== Data extracts ==
^^^^

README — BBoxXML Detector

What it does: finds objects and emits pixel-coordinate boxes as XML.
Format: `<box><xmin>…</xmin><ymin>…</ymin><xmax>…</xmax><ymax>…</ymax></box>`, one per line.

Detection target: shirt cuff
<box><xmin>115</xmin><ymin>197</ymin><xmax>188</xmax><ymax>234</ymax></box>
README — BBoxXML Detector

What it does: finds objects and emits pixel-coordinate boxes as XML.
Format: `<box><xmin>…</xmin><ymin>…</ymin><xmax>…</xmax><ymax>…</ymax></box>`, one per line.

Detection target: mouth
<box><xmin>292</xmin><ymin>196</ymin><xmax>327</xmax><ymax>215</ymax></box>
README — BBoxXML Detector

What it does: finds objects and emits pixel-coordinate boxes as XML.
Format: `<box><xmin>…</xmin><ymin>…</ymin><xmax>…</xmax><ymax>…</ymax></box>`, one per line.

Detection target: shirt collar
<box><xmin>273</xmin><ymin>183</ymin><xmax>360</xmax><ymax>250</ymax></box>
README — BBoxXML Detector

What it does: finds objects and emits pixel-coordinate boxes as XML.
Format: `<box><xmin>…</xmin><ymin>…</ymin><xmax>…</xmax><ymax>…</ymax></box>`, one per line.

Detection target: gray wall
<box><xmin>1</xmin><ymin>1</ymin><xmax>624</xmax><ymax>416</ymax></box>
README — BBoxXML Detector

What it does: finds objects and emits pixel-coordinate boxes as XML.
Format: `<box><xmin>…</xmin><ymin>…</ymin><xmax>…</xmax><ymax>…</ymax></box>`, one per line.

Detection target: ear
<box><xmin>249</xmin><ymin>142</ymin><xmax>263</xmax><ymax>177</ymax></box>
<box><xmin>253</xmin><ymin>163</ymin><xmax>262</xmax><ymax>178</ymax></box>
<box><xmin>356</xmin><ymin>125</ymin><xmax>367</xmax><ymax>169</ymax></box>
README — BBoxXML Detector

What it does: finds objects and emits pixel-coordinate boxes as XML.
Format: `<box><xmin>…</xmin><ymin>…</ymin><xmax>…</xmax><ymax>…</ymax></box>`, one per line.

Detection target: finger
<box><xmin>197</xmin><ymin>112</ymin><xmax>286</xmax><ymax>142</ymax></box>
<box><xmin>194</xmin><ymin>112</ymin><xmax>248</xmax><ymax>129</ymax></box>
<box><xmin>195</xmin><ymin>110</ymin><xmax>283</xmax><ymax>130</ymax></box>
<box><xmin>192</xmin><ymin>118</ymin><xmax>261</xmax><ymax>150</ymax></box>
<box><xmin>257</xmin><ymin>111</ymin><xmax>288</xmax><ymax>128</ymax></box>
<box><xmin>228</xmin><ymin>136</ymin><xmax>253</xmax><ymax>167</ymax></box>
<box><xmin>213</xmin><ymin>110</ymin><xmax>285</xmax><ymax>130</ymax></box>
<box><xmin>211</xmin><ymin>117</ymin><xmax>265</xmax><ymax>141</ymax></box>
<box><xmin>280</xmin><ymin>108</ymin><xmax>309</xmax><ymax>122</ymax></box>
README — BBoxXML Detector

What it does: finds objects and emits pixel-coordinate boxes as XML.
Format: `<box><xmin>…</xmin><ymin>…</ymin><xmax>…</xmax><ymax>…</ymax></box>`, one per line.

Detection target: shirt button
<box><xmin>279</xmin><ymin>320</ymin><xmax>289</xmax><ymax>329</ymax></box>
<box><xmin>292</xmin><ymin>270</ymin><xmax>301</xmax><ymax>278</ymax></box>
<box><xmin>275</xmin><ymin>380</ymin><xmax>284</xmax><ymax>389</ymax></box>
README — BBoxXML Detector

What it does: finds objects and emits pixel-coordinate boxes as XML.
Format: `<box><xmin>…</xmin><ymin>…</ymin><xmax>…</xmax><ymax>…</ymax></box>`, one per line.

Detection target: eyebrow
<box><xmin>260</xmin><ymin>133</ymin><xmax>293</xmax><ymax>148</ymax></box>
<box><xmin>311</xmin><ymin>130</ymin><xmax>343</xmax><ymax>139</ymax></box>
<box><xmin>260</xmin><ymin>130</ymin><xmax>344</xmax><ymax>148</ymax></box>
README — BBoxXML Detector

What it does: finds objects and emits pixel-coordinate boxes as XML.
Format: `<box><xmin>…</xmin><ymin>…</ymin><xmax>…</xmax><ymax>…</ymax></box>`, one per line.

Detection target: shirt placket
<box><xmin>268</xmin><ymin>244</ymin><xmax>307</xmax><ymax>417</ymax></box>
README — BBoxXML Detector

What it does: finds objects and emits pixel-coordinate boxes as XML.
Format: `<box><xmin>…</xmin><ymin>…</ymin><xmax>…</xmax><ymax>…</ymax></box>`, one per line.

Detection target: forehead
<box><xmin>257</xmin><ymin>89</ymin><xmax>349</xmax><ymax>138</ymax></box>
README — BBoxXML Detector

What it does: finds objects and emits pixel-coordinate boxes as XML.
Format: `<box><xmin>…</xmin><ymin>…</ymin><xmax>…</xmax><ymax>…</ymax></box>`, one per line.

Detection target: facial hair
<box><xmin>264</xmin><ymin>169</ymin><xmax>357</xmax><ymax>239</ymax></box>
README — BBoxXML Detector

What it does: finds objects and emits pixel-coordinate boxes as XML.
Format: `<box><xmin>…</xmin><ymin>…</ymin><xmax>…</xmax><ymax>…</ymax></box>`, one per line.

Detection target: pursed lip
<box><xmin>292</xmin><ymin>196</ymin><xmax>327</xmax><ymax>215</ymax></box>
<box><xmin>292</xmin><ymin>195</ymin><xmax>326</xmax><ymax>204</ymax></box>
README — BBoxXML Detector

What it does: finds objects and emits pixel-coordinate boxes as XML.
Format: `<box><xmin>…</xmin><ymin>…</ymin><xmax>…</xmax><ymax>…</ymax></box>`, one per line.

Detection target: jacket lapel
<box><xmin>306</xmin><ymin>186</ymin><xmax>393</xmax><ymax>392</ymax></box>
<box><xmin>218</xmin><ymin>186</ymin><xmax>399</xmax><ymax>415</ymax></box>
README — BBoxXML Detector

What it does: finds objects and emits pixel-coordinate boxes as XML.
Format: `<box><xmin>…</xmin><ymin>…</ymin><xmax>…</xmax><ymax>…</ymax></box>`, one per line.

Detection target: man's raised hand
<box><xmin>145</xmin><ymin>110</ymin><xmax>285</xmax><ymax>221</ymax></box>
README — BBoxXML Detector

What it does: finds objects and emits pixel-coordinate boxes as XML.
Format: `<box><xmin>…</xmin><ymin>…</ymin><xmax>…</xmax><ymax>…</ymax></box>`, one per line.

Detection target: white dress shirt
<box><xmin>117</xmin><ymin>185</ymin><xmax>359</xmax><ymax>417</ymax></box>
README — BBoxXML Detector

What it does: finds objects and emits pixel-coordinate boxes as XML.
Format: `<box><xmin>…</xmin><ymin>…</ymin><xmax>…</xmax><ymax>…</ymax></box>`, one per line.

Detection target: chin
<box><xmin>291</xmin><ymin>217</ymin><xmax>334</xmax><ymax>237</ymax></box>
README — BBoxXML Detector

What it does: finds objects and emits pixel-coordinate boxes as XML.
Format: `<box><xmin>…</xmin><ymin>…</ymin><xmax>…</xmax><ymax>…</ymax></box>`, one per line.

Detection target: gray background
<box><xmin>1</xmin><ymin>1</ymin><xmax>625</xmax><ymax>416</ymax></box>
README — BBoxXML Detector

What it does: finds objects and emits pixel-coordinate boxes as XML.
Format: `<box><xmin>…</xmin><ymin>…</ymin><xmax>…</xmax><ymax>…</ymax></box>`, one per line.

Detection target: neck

^^^^

== What the task asks ==
Print the material once more, exactly as it appears.

== Exercise result ==
README — BBoxXML Detector

What it does: finds objects and emits pixel-coordinate boxes as XML.
Format: `<box><xmin>…</xmin><ymin>…</ymin><xmax>…</xmax><ymax>…</ymax></box>`, one per line.

Detection target: shirt cuff
<box><xmin>115</xmin><ymin>197</ymin><xmax>188</xmax><ymax>234</ymax></box>
README — BBoxXML Detector

What it does: finds objects and emits pixel-coordinate boxes as XML.
Format: `<box><xmin>…</xmin><ymin>…</ymin><xmax>…</xmax><ymax>…</ymax></box>`, one per line.

Detection target: mouth
<box><xmin>292</xmin><ymin>196</ymin><xmax>327</xmax><ymax>215</ymax></box>
README — BBoxXML Detector

What it does: finds objects and emits pixel-coordinate boxes as XML.
Format: `<box><xmin>…</xmin><ymin>…</ymin><xmax>…</xmax><ymax>…</ymax></box>`, one per line.

Detection target: shirt collar
<box><xmin>273</xmin><ymin>183</ymin><xmax>360</xmax><ymax>250</ymax></box>
README — BBoxXML Detector

What it does: finds objects and emits pixel-coordinate boxes as XML.
Format: `<box><xmin>…</xmin><ymin>…</ymin><xmax>…</xmax><ymax>…</ymax></box>`, one per line.

Detection target: gray wall
<box><xmin>1</xmin><ymin>1</ymin><xmax>624</xmax><ymax>416</ymax></box>
README — BBoxXML Detector

What it does: finds objects and emits pixel-coordinate boxes as XML.
Format: `<box><xmin>…</xmin><ymin>…</ymin><xmax>…</xmax><ymax>…</ymax></box>`, one per line.

Detection target: ear
<box><xmin>249</xmin><ymin>142</ymin><xmax>263</xmax><ymax>177</ymax></box>
<box><xmin>253</xmin><ymin>163</ymin><xmax>262</xmax><ymax>178</ymax></box>
<box><xmin>356</xmin><ymin>125</ymin><xmax>367</xmax><ymax>169</ymax></box>
README — BBoxXML Detector

What it does: finds objects and emits pixel-coordinate boxes as XML.
Format: `<box><xmin>…</xmin><ymin>…</ymin><xmax>…</xmax><ymax>…</ymax></box>`, one per line.

Detection target: finger
<box><xmin>197</xmin><ymin>112</ymin><xmax>286</xmax><ymax>142</ymax></box>
<box><xmin>194</xmin><ymin>112</ymin><xmax>248</xmax><ymax>129</ymax></box>
<box><xmin>195</xmin><ymin>110</ymin><xmax>283</xmax><ymax>130</ymax></box>
<box><xmin>192</xmin><ymin>118</ymin><xmax>261</xmax><ymax>150</ymax></box>
<box><xmin>257</xmin><ymin>111</ymin><xmax>288</xmax><ymax>128</ymax></box>
<box><xmin>228</xmin><ymin>136</ymin><xmax>253</xmax><ymax>167</ymax></box>
<box><xmin>213</xmin><ymin>110</ymin><xmax>285</xmax><ymax>130</ymax></box>
<box><xmin>211</xmin><ymin>117</ymin><xmax>265</xmax><ymax>141</ymax></box>
<box><xmin>280</xmin><ymin>108</ymin><xmax>309</xmax><ymax>122</ymax></box>
README — BBoxXML Detector

What it does: finds objects and emits pixel-coordinate boxes as XML.
Format: `<box><xmin>…</xmin><ymin>…</ymin><xmax>…</xmax><ymax>…</ymax></box>`, one per line.

Detection target: shirt button
<box><xmin>279</xmin><ymin>320</ymin><xmax>289</xmax><ymax>329</ymax></box>
<box><xmin>292</xmin><ymin>270</ymin><xmax>301</xmax><ymax>278</ymax></box>
<box><xmin>275</xmin><ymin>380</ymin><xmax>284</xmax><ymax>389</ymax></box>
README — BBoxXML Detector

What it does: finds objects and emits pixel-coordinate boxes as XML.
Format: `<box><xmin>…</xmin><ymin>…</ymin><xmax>…</xmax><ymax>…</ymax></box>`, one per line.

Detection target: eyebrow
<box><xmin>260</xmin><ymin>133</ymin><xmax>293</xmax><ymax>148</ymax></box>
<box><xmin>311</xmin><ymin>130</ymin><xmax>343</xmax><ymax>139</ymax></box>
<box><xmin>260</xmin><ymin>130</ymin><xmax>344</xmax><ymax>148</ymax></box>
README — BBoxXML Detector

What it does: finds objects and emits pixel-coordinate boxes as XML.
Format: `<box><xmin>…</xmin><ymin>…</ymin><xmax>…</xmax><ymax>…</ymax></box>`, one per line.

Detection target: shirt placket
<box><xmin>268</xmin><ymin>244</ymin><xmax>307</xmax><ymax>417</ymax></box>
README — BBoxXML Detector

What it does: finds objects and emits pixel-coordinate boxes as XML.
Format: `<box><xmin>…</xmin><ymin>…</ymin><xmax>…</xmax><ymax>…</ymax></box>`, one per line.

Detection target: forehead
<box><xmin>257</xmin><ymin>89</ymin><xmax>349</xmax><ymax>138</ymax></box>
README — BBoxXML Detector

What it does: finds objects and emits pixel-coordinate boxes as XML.
Format: `<box><xmin>…</xmin><ymin>…</ymin><xmax>…</xmax><ymax>…</ymax></box>`, one per line.

Detection target: facial hair
<box><xmin>264</xmin><ymin>169</ymin><xmax>357</xmax><ymax>239</ymax></box>
README — BBoxXML Detector

What it does: finds objects and emits pixel-coordinate boxes as XML.
Format: `<box><xmin>…</xmin><ymin>…</ymin><xmax>…</xmax><ymax>…</ymax></box>`, one per line.

Detection target: pursed lip
<box><xmin>292</xmin><ymin>196</ymin><xmax>327</xmax><ymax>215</ymax></box>
<box><xmin>292</xmin><ymin>195</ymin><xmax>326</xmax><ymax>204</ymax></box>
README — BBoxXML Detector

What it does: finds objects and emits pixel-coordinate boxes as XML.
Format: `<box><xmin>…</xmin><ymin>…</ymin><xmax>…</xmax><ymax>…</ymax></box>`, one per line.

Detection target: jacket lapel
<box><xmin>306</xmin><ymin>186</ymin><xmax>393</xmax><ymax>392</ymax></box>
<box><xmin>218</xmin><ymin>186</ymin><xmax>399</xmax><ymax>415</ymax></box>
README — BBoxXML Detector

What it does: finds objects and emits pixel-coordinate boxes as XML.
Format: `<box><xmin>…</xmin><ymin>…</ymin><xmax>…</xmax><ymax>…</ymax></box>`, one per line.

Detection target: man's raised hand
<box><xmin>145</xmin><ymin>110</ymin><xmax>285</xmax><ymax>221</ymax></box>
README — BBoxXML Detector

What it does: finds objects and emits pixel-coordinate boxes as XML.
Format: `<box><xmin>…</xmin><ymin>…</ymin><xmax>…</xmax><ymax>…</ymax></box>`, one per line.

Detection target: white dress shirt
<box><xmin>117</xmin><ymin>185</ymin><xmax>359</xmax><ymax>417</ymax></box>
README — BBoxXML Detector

What it does: finds objects and emits pixel-coordinate boxes as XML.
Format: `<box><xmin>…</xmin><ymin>…</ymin><xmax>…</xmax><ymax>…</ymax></box>`, one per line.

Detection target: chin
<box><xmin>291</xmin><ymin>217</ymin><xmax>334</xmax><ymax>237</ymax></box>
README — BBoxXML Detector

What it does: finds objects and emits pixel-coordinate boxes as XML.
Format: `<box><xmin>…</xmin><ymin>…</ymin><xmax>…</xmax><ymax>…</ymax></box>`, one per line.

Detection target: gray background
<box><xmin>1</xmin><ymin>1</ymin><xmax>625</xmax><ymax>416</ymax></box>
README — BBoxXML Detector

What it does: finds objects and emits pixel-coordinate boxes as XML.
Format: `<box><xmin>…</xmin><ymin>…</ymin><xmax>…</xmax><ymax>…</ymax></box>`, one per line.

Detection target: neck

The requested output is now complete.